# [Text shown]
----

Gordon’s portion of the exhibition began with a painting of an intimate scene of her in her childhood bedroom. From there, she used a sewing machine to attach a thread that dangles across the entire untitled piece.

“The piece is supposed to be centered around intimacy — intimacy with yourself and just being more comfortable with that because that’s one of the things that was a struggle for me,” Gordon said. “Showcasing self-love, in a way.”

Across the room on the floor is a white, pulsing, felted wool and silk cocoon, titled Pupa, created by third-year MFA student in sculpture and intermedia Jules Bunch.

Bunch began making cocoons as a representation of something they could hide in — from there, they made smaller ones that could hold emotions of grief or trauma, and other things they wanted to compartmentalize in a safe way.

“I realized I was dedicating a lot of time to trauma, and why not dedicate some time and care and attention to things that I really appreciate about myself?” Bunch said.

Their work with electronic programming to control mechanical components helped create a small robot, or what they call the “pupa,” to live inside the cocoon. The robot mechanically breathes in a calm, relaxed manner to pull together new aspects of self-care.

Bunch, along with Gordon and Shepherd, all look forward to seeing their peers’ fiber work showing off the importance of the practice.

Working with fibers is a growing theme in UI’s School of Art and Art History, and to We Need Fibers creator Shephard not having a fibers program, feels a little political.

“I think it’s always been this way but maybe the pandemic has propelled a greater desire, out of isolation, to be more interdisciplinary,” Shepherd said.

----

# [Required actions]
a – Reproduce the stretch of the exhibition article from "Across the room" through "aspects of self-care.".
b – Say whether each statement agrees with the exhibition article, answering yes or no and quoting the deciding words: (i) Gordon used a sewing machine to attach a thread to her piece. (ii) The cocoon titled Pupa is made of cotton. (iii) The robot inside the cocoon breathes rapidly.

(Natural language region descriptions)
----

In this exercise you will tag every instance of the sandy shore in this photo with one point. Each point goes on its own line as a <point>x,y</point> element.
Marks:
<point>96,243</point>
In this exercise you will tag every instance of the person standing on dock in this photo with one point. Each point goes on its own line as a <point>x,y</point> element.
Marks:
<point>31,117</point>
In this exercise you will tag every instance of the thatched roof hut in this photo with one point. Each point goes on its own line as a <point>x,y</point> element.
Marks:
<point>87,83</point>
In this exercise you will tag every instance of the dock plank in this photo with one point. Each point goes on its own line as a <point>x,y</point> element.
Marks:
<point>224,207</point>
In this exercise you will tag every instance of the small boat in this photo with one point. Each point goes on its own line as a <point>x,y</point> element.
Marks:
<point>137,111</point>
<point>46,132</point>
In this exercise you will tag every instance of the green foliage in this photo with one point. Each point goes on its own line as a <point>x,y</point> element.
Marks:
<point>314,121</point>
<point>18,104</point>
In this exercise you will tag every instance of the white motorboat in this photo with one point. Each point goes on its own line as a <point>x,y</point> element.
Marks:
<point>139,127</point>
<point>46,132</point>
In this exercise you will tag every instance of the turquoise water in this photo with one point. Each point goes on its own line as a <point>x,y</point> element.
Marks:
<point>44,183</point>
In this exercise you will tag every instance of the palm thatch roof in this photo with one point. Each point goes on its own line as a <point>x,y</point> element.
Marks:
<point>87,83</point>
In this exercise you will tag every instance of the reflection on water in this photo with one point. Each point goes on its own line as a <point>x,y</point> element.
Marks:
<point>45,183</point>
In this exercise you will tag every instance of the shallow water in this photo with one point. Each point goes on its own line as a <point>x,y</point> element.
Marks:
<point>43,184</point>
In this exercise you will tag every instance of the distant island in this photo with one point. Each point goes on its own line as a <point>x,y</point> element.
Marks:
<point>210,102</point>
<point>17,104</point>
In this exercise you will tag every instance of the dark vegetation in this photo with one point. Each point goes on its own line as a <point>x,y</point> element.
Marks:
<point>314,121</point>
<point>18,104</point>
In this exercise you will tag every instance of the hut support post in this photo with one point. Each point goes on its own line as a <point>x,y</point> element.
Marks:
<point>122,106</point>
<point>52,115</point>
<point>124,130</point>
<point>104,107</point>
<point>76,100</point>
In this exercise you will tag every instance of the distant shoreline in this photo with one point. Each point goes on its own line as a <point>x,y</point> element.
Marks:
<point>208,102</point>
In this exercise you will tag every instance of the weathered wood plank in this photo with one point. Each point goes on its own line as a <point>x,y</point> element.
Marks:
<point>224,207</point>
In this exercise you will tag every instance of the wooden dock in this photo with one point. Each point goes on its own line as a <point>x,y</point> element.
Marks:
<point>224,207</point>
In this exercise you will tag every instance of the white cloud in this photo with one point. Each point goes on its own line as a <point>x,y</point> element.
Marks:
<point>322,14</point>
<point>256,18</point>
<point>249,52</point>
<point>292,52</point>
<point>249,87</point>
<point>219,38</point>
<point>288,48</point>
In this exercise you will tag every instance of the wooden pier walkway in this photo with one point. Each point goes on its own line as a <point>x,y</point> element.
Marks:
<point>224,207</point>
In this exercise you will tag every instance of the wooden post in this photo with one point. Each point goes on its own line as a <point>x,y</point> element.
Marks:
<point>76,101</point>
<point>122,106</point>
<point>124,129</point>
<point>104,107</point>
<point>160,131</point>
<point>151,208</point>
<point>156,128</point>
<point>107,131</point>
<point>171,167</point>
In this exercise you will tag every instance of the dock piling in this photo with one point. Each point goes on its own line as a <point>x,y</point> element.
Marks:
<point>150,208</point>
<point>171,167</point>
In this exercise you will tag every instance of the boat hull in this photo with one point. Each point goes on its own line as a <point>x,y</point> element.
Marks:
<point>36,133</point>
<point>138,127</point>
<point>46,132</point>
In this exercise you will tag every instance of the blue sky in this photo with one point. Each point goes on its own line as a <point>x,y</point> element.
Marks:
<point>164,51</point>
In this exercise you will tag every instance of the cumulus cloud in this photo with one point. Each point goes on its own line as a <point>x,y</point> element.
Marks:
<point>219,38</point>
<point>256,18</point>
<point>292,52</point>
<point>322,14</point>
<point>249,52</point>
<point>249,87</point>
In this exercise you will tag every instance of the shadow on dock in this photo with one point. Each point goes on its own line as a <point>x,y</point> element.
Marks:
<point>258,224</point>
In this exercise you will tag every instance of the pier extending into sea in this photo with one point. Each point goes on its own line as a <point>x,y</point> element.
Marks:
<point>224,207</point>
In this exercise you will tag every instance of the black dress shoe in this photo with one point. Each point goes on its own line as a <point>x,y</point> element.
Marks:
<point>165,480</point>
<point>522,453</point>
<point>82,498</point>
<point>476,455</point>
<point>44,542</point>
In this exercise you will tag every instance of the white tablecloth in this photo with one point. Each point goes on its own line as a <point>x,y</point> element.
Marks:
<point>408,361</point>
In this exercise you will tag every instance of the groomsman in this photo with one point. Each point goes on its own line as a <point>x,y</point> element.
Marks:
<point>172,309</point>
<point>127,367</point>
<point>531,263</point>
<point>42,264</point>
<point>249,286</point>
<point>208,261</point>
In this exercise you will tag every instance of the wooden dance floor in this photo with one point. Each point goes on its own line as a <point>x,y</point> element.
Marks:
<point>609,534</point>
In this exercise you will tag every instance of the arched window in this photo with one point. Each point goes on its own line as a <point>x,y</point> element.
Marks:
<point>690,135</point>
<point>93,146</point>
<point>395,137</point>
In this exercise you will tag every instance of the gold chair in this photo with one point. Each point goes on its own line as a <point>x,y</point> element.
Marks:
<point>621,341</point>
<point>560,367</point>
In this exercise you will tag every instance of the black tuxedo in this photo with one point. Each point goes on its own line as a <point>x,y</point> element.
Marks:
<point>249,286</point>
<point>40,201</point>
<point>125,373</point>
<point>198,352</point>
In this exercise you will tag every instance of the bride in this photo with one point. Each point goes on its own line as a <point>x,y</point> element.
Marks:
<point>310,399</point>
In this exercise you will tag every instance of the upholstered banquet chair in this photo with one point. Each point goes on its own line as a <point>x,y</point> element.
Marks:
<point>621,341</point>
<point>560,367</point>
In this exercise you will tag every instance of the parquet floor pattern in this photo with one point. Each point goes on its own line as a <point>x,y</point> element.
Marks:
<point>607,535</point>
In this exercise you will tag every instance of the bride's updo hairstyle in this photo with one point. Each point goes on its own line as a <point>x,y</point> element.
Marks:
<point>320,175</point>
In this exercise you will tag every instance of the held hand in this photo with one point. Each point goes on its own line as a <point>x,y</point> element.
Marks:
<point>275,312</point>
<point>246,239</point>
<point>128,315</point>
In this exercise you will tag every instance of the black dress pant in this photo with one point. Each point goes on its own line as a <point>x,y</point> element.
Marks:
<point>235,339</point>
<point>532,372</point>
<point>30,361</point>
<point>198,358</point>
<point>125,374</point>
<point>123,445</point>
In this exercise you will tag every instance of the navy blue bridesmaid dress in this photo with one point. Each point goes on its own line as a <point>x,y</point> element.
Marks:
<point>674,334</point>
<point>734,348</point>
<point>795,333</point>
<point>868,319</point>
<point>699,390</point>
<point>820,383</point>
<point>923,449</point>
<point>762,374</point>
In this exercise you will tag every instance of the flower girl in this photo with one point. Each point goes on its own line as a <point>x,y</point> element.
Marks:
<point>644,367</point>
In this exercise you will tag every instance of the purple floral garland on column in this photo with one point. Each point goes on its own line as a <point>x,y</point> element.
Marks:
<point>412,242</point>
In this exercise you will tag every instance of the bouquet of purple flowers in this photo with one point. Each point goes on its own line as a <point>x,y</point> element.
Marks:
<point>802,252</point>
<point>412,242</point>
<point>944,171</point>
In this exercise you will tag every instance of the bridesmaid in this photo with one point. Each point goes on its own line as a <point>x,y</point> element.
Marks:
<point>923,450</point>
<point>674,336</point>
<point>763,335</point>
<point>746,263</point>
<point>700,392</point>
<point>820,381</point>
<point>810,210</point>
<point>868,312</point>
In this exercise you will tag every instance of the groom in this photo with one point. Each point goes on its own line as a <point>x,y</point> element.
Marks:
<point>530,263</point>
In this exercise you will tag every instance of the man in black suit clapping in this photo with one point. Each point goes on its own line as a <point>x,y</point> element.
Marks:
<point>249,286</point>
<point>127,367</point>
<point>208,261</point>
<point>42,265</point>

----

# [Answers for the tasks]
a –
Across the room on the floor is a white, pulsing, felted wool and silk cocoon, titled Pupa, created by third-year MFA student in sculpture and intermedia Jules Bunch.

Bunch began making cocoons as a representation of something they could hide in — from there, they made smaller ones that could hold emotions of grief or trauma, and other things they wanted to compartmentalize in a safe way.

“I realized I was dedicating a lot of time to trauma, and why not dedicate some time and care and attention to things that I really appreciate about myself?” Bunch said.

Their work with electronic programming to control mechanical components helped create a small robot, or what they call the “pupa,” to live inside the cocoon. The robot mechanically breathes in a calm, relaxed manner to pull together new aspects of self-care.

b –
(i) Yes: "she used a sewing machine to attach a thread that dangles across the entire untitled piece."
(ii) No: "a white, pulsing, felted wool and silk cocoon, titled Pupa."
(iii) No: "The robot mechanically breathes in a calm, relaxed manner."